== TEXT SEGMENT ==
Björnsson, B., Sólmundsson, J.,and Pálsson, Ó . K. Can permanent closures of nearshore areas reduce the proportions of undersized fish in the Icelandic longline fishery? – ICES Journal of Marine Science, doi: 10.1093/icesjms/fsu162.
Issues of overfishing concern seafood eaters, fishermen and fishery managers. Humans exploit fish and aquatic invertebrates from all bodies of water for food. Fishery restrictions and conservation strategies are in place to protect current stocks, increase depleted populations and to attempt to guarantee a future with healthy fisheries.
A common fishery management technique uses the size of the animal to determine legal catch restrictions. Organisms that are too large are assumed to contribute disproportionately to reproduction of the species whereas individuals that are too small may not have had a chance to breed yet. Iceland’s economy relies heavily on the fishing industry and protecting popular fish species helps ensure a healthy economy in the future. The Icelandic cod fishery restricts catch of small and large size classes. The fishery also enforces prohibition of certain gear (i.e. purse seines), a quota system for fishermen, and fishery closures during spawning times.
Longline fishing causes less damage to the physical ecosystem than trawling and is less energy intensive, but the bycatch can be significant- including fish of the target species that are too large or too small. In Iceland the regulatory government body closes fishery areas at times of high juvenile abundances in an attempt to lessen the burden on small, not yet sexually mature individuals of important commercial fishery species. This paper aims to find areas of high juvenile abundance of cod and haddock and to investigate the possible scenario of permanent fishery closures in these important nursery grounds.
The analyses in this paper were based on government longline fishery inspection data with over 500,000 fish measured. Each sample had an associated date, geolocation, depth and fish length. Distance from shore was calculated from each longline location as well as from fishery closure location.
During the study years (2005-2013), 75% of longline catches of cod, haddock and wolffish occurred less than 30 km from shore, 41% within 10 km. Cod were found in more areas and also showed more areas with high juvenile and young fish abundance. Overall the percentage of undersized cod decreased with depth and distance from shore. About half of the fishery closures due to high numbers of undersized cod or haddock were within 10 km of shore. The average size of a fishery closure was about 100 square km, less than 0.1% of the cod fishing area around Iceland.

Natural language region descriptions
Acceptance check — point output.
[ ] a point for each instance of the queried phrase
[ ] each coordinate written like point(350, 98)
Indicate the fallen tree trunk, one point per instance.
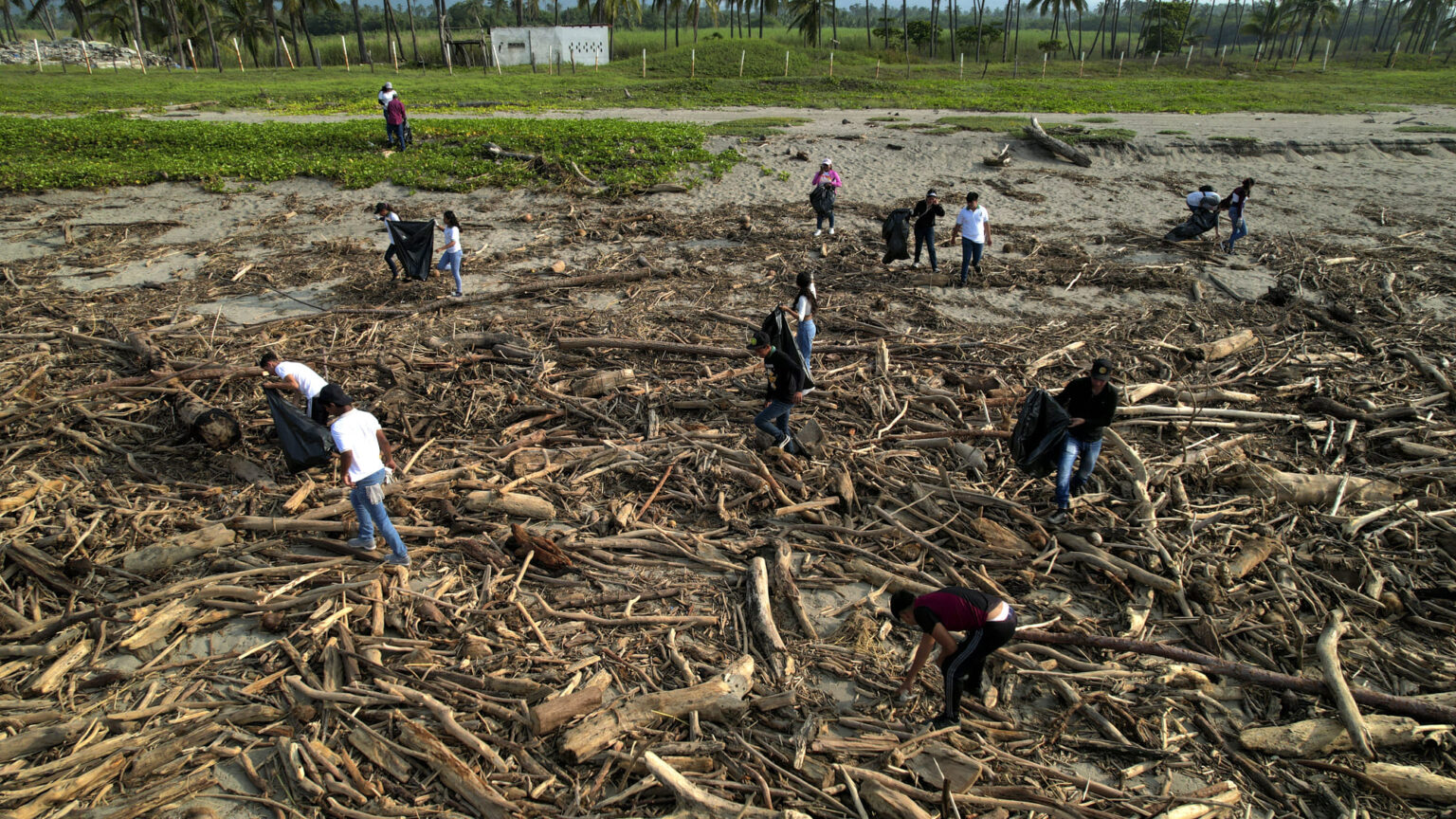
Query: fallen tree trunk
point(1056, 146)
point(719, 696)
point(1412, 707)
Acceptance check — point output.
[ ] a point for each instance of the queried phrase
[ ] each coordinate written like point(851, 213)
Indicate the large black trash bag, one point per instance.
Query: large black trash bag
point(415, 242)
point(897, 235)
point(776, 328)
point(304, 442)
point(1042, 431)
point(1198, 223)
point(823, 198)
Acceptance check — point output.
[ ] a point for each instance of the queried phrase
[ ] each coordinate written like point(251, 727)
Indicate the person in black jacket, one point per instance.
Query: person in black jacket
point(785, 390)
point(1092, 404)
point(925, 213)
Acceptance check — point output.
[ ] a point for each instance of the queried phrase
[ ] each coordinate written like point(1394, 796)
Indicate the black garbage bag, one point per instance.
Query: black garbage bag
point(776, 327)
point(897, 235)
point(415, 242)
point(1042, 430)
point(306, 444)
point(823, 198)
point(1198, 223)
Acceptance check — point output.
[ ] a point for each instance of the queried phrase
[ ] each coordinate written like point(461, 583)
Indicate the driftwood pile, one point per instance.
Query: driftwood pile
point(621, 605)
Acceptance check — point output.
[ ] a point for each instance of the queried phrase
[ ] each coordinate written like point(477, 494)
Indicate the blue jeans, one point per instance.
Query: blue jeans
point(804, 338)
point(970, 257)
point(925, 235)
point(1238, 230)
point(1069, 456)
point(774, 420)
point(374, 515)
point(450, 260)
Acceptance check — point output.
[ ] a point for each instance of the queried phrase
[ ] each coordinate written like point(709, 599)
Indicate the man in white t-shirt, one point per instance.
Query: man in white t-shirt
point(975, 232)
point(299, 377)
point(364, 461)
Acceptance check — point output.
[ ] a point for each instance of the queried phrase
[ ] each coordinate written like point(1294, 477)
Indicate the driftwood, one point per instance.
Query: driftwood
point(1056, 146)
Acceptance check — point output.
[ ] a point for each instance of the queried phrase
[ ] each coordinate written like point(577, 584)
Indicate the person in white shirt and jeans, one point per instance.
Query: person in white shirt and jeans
point(299, 377)
point(975, 232)
point(364, 461)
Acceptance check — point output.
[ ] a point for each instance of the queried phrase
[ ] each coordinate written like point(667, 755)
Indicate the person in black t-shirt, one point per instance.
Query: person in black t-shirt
point(925, 213)
point(1092, 404)
point(784, 391)
point(988, 623)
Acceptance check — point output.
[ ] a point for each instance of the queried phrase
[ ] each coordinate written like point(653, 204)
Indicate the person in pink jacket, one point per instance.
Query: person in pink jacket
point(395, 121)
point(826, 176)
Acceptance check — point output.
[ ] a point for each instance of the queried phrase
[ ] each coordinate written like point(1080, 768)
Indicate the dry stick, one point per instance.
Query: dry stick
point(1406, 705)
point(1328, 650)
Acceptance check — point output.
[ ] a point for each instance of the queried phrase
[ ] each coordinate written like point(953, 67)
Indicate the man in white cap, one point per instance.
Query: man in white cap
point(826, 176)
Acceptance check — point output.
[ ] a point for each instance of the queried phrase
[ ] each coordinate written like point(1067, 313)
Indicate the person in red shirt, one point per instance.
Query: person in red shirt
point(395, 121)
point(988, 623)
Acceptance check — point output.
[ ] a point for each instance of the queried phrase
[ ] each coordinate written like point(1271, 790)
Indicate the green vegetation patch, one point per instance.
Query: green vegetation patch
point(755, 127)
point(448, 155)
point(1428, 129)
point(1081, 135)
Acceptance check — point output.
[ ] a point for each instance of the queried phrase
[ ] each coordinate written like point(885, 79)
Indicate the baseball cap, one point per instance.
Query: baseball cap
point(334, 393)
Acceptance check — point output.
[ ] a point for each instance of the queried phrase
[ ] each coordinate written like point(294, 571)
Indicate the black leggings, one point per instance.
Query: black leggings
point(966, 664)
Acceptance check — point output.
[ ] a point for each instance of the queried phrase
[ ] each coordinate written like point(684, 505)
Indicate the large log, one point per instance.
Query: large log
point(1056, 146)
point(179, 548)
point(1424, 710)
point(714, 699)
point(1412, 781)
point(1323, 737)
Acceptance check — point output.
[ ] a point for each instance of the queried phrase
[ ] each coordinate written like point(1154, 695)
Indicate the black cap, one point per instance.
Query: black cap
point(334, 393)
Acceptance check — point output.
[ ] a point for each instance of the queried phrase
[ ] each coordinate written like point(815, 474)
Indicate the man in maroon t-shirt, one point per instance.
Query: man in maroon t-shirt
point(988, 623)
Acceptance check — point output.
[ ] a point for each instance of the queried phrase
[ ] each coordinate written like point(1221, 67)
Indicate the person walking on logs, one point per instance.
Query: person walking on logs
point(385, 213)
point(925, 213)
point(1092, 404)
point(975, 232)
point(785, 390)
point(806, 303)
point(988, 623)
point(395, 121)
point(299, 377)
point(366, 461)
point(826, 186)
point(1235, 206)
point(451, 255)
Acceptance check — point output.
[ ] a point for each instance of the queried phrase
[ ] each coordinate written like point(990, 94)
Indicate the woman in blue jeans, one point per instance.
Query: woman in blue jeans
point(451, 255)
point(806, 303)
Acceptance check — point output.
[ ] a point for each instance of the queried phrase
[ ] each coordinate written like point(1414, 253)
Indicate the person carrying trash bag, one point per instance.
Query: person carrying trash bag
point(784, 391)
point(826, 186)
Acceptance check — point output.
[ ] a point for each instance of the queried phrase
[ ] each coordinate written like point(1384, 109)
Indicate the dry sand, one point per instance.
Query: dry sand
point(1352, 179)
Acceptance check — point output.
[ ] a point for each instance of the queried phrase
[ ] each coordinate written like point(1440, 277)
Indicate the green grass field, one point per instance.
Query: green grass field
point(858, 82)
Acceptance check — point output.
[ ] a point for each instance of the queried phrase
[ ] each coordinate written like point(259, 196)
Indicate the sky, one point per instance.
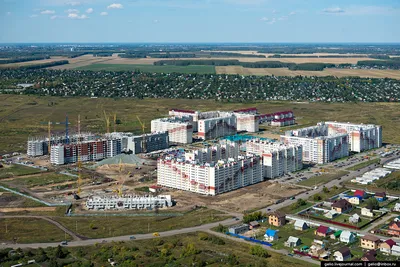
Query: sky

== WHAT YOU NEED TO DO ==
• a. In the Icelandic longline fishery text, change everything from "The analyses in" down to "fishery closure location." by replacing "inspection data" with "survey data".
• b. Using the Icelandic longline fishery text, decide whether each statement agrees with it. (i) Three quarters of longline catches of cod, haddock and wolffish were taken less than 30 km from shore. (ii) The percentage of undersized cod rose with depth. (iii) A fishery closure averaged roughly 100 square km.
• c. Resume the Icelandic longline fishery text after its last sentence.

== LIST OF ANSWERS ==
• a.
The analyses in this paper were based on government longline fishery survey data with over 500,000 fish measured. Each sample had an associated date, geolocation, depth and fish length. Distance from shore was calculated from each longline location as well as from fishery closure location.

• b.
(i) Yes: "75% of longline catches of cod, haddock and wolffish occurred less than 30 km from shore"
(ii) No: "Overall the percentage of undersized cod decreased with depth and distance from shore"
(iii) Yes: "The average size of a fishery closure was about 100 square km"

• c.
Cod, haddock and wolfish are the three species of greatest importance and abundance in the Icelandic longline fishery. In the 10 km closest to shore these three species constituted 94% of the total longline catch. The highest proportion of undersized cod were caught using handline and longline fishing gear compared to trawl and bottom seine nets.
Fishery closures based on distance from shore are far easier to implement and enforce than restrictions based on depth, although this study showed a clear relationship with more undersized fish abundance at shallower depths. Over the study area, within 10 km of shore the average number of undersized cod exceeded 25%, the number used in Iceland to enact temporary fishery closures.
Over the last 35 years longline use in Icelandic waters has increased dramatically, its relative proportion tripling compared to other fishery methods. Currently temporary, localized closures are used as the need appears but are only in place two weeks before the areas automatically return to normal fishing regulations.
The authors of this study suggest that the current system for short term, small closures is not sufficient to protect the widespread undersized fish. However, based on the importance of near shore habitats as nursery grounds more permanent closures in all or some principal areas could be more effective in protecting young fish until they reach maturity and travel further offshore.
The fishing industry and fish populations are dynamic, changing with fishing technology, season, and weather. Continuous monitoring and adaptive management are the best hope of successful management practices.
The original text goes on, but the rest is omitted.